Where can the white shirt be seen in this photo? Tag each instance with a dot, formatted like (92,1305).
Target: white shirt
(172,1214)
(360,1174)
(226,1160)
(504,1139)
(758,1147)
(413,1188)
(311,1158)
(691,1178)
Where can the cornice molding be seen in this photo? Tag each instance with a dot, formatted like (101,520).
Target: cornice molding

- [WORK TO DO]: Reproduce, exactly and with nothing added, the lines from the one that includes "Where can the cornice" through the last line of the material.

- [ANSWER]:
Where can the cornice molding be seen in this photo? Tag each instance with a dot, formatted like (101,520).
Target: cornice molding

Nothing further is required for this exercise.